## TASK GOAL
Reproduce everything from the line containing "Where can the reeded" down to the line containing "Target: reeded arm support", substituting "chair arm" for "arm support" and keeping all else unchanged. Return only those lines.

## DATASET EXTRACT
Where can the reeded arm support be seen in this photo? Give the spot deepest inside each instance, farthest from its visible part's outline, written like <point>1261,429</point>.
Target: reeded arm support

--

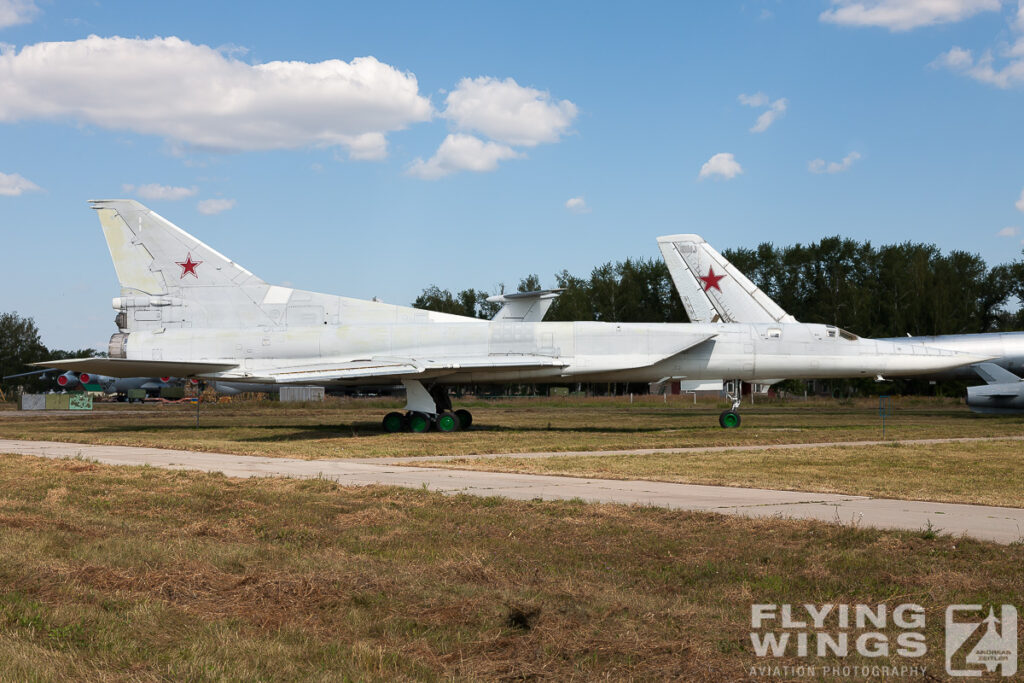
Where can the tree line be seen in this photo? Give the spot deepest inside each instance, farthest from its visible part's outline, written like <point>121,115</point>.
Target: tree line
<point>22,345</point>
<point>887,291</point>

## EXERCISE RESULT
Where can the reeded chair arm be seen in this photo? Give the spot deepest inside each instance, farthest from its visible part's outline, written like <point>1261,429</point>.
Target: reeded chair arm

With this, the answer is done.